-- start of PAGE TEXT --

By Samira Larbie/Rihana Adam, GNA
Accra, March 9, GNA – The Canadian High Commission in Ghana has held a mentorship programme for tertiary students to connect them with renowned Ghanaian women in the field of Science, Technology, Engineering and Mathematics (STEM).
The Programme which formed part of activities to commemorate the 2020 International Women’s Day celebration took the form of a career fair showcasing women role models in STEM.
The International Women’s Day is celebrated on March 8. This year’s celebration is being held on the theme; “I am generation equality: realizing women’s right”.
It sought to share the experiences and challenges of these women to empower the students to allay their fears of choosing a profession in STEM.
Ms Sara Nicholls, the Acting High Commissioner, speaking with the Ghana News Agency (GNA) said the fair was to inspire young students to achieve their goals even in the face of the numerous challenges.
She said women in STEM and women in general, continue to face bias and challenges in advancing in their chosen careers.
“I will encourage all participants to be willing to share your experiences. This openness will help highlight the incredible resilience I know each and every one of us possesses,” she said.
She said there are challenges and that women could overcome if they call on their mentors for support so that they would not suffer in silence.
Mrs Rosy Fynn, the Chief Executive Officer of Busy Internet, during panel discussions, advised the students not to allow the fear of failure to derail them from trying to take up opportunities and initiatives in the STEM.
She said it was important for students in the STEM field not to underestimate the power of hard work and constantly upgrade themselves to always be abreast with time.
Dr Yvonne Sena Loh, Senior Lecturer Department of Earth Sciences, University of Ghana, urged the students to always seek help from others that way they would learn more.
Brigadier General Carla Harding, Leader of the Royal Canadian Navy team, said to be a successful woman in the field of STEM, one has to be proud of their intellect and always know that things would be fine as far as they are on the right path.
Mrs Sylvia Ektremet, a Renewable Energy Engineer, also speaking on the panel urged young women in the STEM profession to always have mentors, be self-aware and not wait to be perfect before taking up job opportunities.
Dr Lucy Agyepong, Associate Dean, Faculty of Engineering and Head of Department Mechanical Engineering at Academic City University College, said if women are going to make strides to bridge the equality gap then they have to step-up the game and pull other women along.
“Do not sit in your corner and think you are not capable because you are more than that. It does not matter whether you have a professional education or not in your own small world you can nurture and change the next generation,” she noted.

-- end of PAGE TEXT --

* OBJECTIVE A: Extract every line of the records below that contains the string "spoon", matching case.

-- start of DATA ENTRIES --

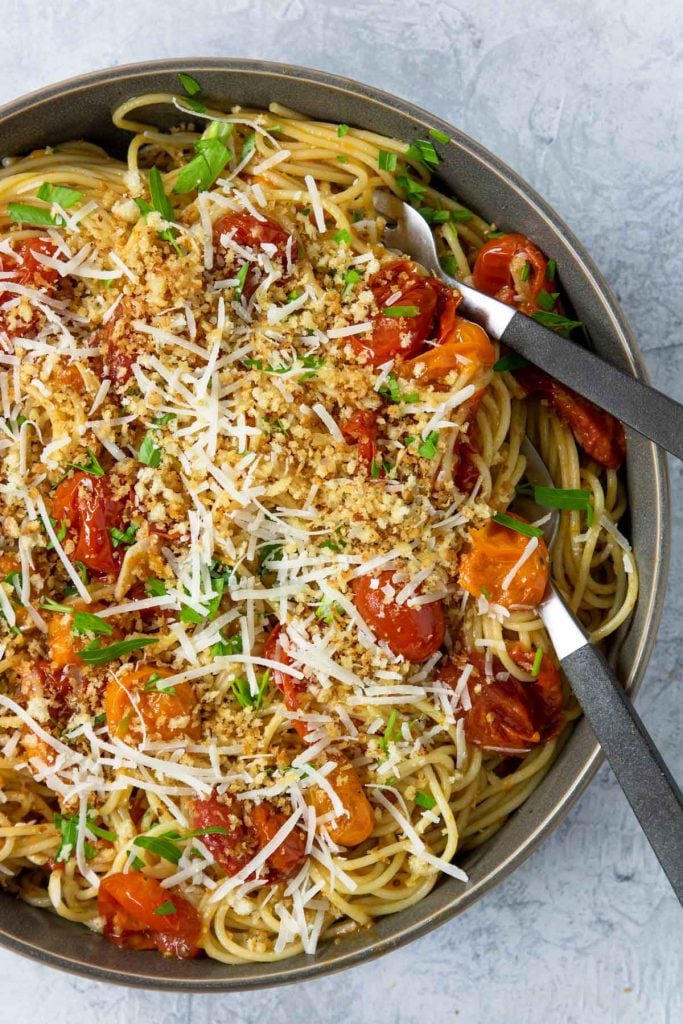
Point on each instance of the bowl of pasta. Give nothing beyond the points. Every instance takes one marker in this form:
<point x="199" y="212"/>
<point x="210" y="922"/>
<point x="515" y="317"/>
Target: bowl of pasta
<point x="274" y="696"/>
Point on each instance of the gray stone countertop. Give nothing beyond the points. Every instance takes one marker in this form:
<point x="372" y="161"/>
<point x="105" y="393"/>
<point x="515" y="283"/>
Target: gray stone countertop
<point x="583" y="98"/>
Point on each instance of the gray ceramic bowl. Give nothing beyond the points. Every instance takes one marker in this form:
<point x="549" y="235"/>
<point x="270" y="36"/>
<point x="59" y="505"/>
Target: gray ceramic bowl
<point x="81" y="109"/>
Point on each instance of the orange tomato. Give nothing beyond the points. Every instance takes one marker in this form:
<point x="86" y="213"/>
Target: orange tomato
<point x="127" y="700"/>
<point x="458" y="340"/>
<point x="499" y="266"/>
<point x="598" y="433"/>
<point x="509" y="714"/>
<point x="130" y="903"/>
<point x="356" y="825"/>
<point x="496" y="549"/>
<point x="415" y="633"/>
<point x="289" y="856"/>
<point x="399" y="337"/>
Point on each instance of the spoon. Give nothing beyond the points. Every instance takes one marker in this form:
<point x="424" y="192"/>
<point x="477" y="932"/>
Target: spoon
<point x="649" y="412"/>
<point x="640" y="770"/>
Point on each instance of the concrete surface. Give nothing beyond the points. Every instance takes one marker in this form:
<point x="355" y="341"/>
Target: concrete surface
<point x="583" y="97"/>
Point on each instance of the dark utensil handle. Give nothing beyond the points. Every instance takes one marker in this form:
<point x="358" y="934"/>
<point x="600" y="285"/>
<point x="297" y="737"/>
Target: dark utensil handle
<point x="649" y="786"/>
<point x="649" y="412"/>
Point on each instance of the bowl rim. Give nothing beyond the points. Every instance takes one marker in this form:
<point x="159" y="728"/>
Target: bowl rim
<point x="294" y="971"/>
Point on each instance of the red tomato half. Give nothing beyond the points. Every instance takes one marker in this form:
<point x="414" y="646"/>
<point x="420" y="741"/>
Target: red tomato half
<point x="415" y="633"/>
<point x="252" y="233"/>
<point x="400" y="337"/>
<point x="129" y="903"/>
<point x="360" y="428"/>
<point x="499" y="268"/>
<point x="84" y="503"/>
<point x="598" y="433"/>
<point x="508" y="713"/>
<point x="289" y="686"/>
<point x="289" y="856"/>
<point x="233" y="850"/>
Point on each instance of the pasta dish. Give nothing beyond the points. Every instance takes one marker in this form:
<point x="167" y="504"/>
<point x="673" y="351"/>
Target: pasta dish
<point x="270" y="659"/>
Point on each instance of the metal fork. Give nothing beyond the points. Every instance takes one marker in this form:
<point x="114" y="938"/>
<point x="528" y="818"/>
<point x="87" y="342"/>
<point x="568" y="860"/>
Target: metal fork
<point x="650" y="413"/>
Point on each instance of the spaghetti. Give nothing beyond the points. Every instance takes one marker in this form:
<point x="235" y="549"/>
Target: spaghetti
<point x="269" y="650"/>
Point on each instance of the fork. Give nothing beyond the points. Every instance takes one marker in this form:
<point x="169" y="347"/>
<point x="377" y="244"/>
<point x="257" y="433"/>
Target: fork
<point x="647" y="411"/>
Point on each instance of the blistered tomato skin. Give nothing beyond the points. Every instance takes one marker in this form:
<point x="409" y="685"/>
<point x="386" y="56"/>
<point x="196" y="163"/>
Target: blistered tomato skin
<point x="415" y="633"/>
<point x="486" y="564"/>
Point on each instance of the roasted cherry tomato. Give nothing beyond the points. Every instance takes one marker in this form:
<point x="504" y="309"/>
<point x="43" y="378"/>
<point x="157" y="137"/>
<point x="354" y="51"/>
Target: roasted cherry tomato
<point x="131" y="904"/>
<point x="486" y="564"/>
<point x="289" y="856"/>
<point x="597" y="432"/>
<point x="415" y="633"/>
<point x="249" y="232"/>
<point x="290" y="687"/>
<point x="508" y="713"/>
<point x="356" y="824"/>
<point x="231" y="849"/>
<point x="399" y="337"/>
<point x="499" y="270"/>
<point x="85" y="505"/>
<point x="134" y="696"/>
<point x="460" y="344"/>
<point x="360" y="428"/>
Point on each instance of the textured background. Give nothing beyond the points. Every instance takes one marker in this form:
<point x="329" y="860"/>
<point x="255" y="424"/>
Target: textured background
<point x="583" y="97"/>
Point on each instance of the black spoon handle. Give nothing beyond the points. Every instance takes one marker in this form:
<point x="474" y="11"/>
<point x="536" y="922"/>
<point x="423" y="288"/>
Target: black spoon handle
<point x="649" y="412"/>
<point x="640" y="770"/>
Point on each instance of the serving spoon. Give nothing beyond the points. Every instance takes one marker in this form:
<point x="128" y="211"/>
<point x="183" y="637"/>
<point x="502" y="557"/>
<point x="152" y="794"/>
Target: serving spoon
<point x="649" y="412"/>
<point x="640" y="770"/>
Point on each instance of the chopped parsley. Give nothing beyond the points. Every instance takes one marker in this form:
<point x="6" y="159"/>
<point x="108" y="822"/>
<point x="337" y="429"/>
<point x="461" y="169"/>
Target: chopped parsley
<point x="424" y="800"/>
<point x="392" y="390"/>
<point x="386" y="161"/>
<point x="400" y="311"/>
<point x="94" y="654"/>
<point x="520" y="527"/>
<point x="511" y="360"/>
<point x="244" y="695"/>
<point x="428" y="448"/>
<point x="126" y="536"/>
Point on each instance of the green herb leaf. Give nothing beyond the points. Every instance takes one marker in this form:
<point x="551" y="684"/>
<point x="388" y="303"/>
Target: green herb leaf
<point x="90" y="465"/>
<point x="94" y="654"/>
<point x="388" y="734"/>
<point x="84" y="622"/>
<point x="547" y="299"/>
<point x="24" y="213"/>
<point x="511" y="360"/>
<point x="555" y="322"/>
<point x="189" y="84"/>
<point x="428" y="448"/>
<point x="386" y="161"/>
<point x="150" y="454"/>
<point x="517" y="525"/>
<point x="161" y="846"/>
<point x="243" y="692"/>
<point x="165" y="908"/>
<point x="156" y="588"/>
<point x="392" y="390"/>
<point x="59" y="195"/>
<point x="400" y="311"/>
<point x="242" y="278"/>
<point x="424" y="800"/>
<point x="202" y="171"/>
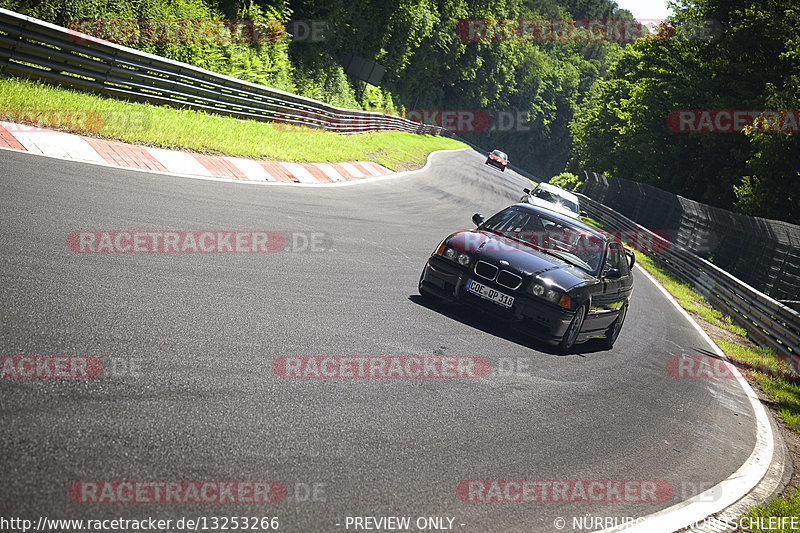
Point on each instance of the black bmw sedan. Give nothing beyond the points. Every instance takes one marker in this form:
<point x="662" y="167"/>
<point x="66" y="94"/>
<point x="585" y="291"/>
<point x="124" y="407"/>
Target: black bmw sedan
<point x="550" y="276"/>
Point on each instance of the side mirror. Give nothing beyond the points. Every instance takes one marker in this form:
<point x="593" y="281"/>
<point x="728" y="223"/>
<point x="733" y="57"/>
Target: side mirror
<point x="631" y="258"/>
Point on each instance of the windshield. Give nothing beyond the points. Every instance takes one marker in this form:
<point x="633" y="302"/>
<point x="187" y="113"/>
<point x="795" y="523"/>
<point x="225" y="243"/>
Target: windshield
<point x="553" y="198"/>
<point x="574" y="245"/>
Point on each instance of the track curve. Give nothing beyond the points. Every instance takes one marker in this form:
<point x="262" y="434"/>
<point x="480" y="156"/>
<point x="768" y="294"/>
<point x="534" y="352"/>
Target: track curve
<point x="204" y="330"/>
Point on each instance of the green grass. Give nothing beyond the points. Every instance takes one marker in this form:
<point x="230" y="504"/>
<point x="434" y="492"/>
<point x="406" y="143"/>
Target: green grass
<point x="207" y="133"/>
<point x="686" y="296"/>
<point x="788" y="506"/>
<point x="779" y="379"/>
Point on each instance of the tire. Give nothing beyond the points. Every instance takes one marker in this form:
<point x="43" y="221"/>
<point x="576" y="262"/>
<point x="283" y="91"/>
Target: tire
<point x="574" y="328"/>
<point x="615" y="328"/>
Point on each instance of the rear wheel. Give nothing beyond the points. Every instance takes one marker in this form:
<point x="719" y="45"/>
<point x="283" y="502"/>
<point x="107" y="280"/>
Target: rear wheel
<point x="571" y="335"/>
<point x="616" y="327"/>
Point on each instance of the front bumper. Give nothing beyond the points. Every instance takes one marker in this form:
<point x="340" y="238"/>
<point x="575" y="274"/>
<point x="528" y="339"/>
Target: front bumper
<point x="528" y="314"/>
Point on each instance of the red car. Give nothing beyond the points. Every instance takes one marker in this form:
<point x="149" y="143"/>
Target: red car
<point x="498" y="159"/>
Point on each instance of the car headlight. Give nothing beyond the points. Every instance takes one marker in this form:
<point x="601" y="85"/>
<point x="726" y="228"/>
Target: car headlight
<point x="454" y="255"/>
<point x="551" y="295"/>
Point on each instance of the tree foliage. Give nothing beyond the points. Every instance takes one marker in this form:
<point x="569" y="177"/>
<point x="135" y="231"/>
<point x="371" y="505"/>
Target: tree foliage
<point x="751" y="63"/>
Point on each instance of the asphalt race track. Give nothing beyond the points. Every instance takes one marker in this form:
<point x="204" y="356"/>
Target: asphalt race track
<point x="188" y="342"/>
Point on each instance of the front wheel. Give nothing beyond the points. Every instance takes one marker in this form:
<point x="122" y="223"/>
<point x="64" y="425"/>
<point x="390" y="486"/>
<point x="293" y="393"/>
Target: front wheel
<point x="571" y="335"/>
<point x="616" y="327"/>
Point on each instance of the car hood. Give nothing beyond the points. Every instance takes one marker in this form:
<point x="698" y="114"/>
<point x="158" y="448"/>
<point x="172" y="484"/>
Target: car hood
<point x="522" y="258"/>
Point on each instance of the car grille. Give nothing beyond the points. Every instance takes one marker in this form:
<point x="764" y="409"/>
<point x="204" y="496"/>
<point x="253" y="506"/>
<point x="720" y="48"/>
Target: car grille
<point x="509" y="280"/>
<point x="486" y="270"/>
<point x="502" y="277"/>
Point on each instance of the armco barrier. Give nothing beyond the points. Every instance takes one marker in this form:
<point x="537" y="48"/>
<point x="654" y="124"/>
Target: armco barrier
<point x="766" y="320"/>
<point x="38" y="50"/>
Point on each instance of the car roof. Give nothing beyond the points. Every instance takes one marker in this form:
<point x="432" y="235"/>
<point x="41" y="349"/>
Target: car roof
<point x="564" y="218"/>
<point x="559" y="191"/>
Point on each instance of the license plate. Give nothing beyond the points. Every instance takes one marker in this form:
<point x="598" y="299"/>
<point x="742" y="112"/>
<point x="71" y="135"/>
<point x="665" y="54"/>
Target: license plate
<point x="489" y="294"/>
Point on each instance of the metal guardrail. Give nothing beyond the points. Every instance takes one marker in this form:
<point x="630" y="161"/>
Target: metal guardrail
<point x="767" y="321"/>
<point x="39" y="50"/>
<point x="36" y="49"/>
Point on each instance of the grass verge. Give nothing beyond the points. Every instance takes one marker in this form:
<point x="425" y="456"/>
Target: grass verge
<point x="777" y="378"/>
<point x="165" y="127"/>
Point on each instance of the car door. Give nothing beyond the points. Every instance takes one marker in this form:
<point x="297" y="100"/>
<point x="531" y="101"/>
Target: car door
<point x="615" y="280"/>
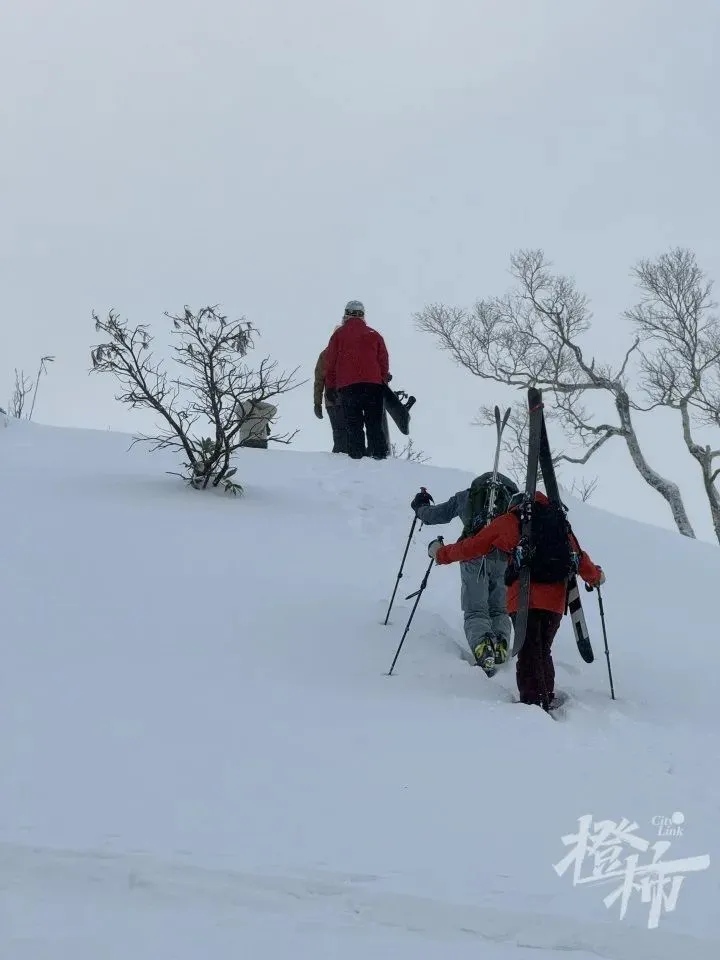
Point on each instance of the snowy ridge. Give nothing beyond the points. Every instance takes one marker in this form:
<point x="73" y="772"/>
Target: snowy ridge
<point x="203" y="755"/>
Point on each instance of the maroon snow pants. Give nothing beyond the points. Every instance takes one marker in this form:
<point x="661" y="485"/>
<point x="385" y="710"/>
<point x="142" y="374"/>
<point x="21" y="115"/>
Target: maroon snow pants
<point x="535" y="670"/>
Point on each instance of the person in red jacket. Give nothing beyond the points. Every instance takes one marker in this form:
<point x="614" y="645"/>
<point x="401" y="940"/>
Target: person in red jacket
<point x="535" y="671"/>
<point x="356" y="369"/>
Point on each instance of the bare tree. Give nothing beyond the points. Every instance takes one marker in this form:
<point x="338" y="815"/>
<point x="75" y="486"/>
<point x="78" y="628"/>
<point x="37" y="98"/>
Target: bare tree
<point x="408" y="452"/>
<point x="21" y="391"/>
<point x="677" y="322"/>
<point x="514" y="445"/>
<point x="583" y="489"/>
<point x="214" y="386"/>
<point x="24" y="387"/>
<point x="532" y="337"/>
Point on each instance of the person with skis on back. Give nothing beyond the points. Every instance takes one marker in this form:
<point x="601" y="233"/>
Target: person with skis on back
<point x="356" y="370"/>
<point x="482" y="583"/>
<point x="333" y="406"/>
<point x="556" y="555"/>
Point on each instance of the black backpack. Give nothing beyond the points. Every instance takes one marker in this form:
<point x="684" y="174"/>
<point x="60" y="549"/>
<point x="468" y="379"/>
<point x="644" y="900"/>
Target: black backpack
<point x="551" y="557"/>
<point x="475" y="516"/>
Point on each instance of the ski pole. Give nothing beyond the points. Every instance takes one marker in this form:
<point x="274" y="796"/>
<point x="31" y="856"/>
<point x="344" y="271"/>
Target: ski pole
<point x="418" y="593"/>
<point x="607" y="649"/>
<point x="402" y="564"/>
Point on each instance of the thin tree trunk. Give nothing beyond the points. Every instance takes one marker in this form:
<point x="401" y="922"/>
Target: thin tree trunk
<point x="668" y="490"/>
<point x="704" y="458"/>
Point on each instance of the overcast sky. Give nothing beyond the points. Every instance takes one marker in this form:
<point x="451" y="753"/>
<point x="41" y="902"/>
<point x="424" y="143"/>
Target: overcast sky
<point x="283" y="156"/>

-- end of DATA ENTRIES --

* OBJECTIVE B: Quote the STEM mentorship article word for word, everything from "The Programme which" down to "the numerous challenges.".

* OUTPUT A:
Point on each instance of the spoon. Give nothing beyond the points. Every instance takes one marker in this form:
Target: spoon
Point on each instance of the black spoon handle. Give nothing beyond the points. Every instance takes one marker in this form:
Target: black spoon handle
Point on each instance of the serving spoon. Give nothing beyond the points. Every instance takes one marker in this form:
Target: serving spoon

* OUTPUT B:
The Programme which formed part of activities to commemorate the 2020 International Women’s Day celebration took the form of a career fair showcasing women role models in STEM.
The International Women’s Day is celebrated on March 8. This year’s celebration is being held on the theme; “I am generation equality: realizing women’s right”.
It sought to share the experiences and challenges of these women to empower the students to allay their fears of choosing a profession in STEM.
Ms Sara Nicholls, the Acting High Commissioner, speaking with the Ghana News Agency (GNA) said the fair was to inspire young students to achieve their goals even in the face of the numerous challenges.